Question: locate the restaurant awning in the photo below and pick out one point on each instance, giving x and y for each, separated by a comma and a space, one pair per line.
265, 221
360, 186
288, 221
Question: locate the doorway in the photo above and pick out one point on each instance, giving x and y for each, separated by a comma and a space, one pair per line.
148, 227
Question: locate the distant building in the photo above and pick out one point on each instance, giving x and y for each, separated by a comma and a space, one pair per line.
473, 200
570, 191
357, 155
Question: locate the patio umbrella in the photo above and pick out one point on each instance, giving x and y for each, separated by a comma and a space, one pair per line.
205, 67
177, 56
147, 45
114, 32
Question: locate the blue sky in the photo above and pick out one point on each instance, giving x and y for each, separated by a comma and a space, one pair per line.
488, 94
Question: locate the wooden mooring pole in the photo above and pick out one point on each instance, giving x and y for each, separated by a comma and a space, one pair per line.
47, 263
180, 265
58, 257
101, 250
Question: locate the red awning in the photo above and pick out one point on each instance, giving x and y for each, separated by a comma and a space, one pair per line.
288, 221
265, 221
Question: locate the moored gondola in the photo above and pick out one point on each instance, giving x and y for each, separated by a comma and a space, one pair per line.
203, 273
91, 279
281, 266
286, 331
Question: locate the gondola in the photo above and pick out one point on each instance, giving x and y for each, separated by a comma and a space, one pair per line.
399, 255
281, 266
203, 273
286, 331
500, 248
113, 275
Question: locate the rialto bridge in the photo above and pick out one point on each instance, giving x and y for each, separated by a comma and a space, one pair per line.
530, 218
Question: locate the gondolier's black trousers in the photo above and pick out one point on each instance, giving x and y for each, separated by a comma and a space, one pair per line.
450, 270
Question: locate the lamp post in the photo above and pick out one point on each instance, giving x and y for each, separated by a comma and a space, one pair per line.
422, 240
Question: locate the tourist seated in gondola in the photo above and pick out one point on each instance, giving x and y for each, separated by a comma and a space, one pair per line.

● **Objetivo**:
Transcreva toda a listagem acima, linha por linha, sem qualquer alteração.

● **Resposta**:
Question: locate the restaurant awning in the photo below and pick out one point on each instance, giving x and y for each, separated by a comma and a space, one pair per line.
265, 221
360, 186
288, 221
Question: locate the doorway in the photo above and pick out one point on each instance, giving x and y for each, separated by a comma and a space, one pair per line.
148, 227
Question: locate the distant building in the photo above and pick out one point on each instance, giving x and y for each, separated by a comma and a space, one pair per line.
473, 200
570, 191
357, 155
Question: locate the patio umbrella in the photo above and pick out one point on each instance, giving x and y for each, separated by a comma and a space, one pair per line.
205, 67
177, 56
147, 45
114, 32
Question: locate the blue sky in the photo above and pick out one point on each instance, giving x and y for each, separated by a comma and a space, one pair per line.
488, 94
Question: locate the wooden mooring pole in the photo above and pick out one point on each instance, giving x and y for each, separated by a comma and a space, one pair per line.
47, 263
180, 265
58, 257
101, 250
Question: locate the red awning in the photo above and pick out one point on each instance, giving x and y for each, separated by a comma and a space, one pair per line.
288, 221
265, 221
Question: locate the moored gondola in the photo above and pick out one point on each instance, giving x and y for each, separated by a comma and a space, one pair per line.
203, 273
91, 279
281, 266
286, 331
Question: locate the gondola in the photo above and pick out one point on each instance, giving x and y for each, separated by a comma and a space, one pair per line.
399, 255
281, 266
203, 273
286, 331
500, 248
113, 275
Question: locate the rialto bridge in the photo above and pick out one point on each instance, giving x and y for each, separated by a comma and a space, one pair per line.
530, 218
Question: locate the gondolier's black trousers in the photo above and pick out one point on each instance, giving x and y for each, separated by a comma and a space, one pair per line.
450, 270
Question: locate the lamp post in the photo above and pick out one point on each instance, giving x and y for each, separated by a comma and a space, one pair per line.
422, 240
Question: locate the tourist seated in gondola in the photo above and pick out one point on each instance, giving x and y for each, separated by a comma and a space, one pair per line.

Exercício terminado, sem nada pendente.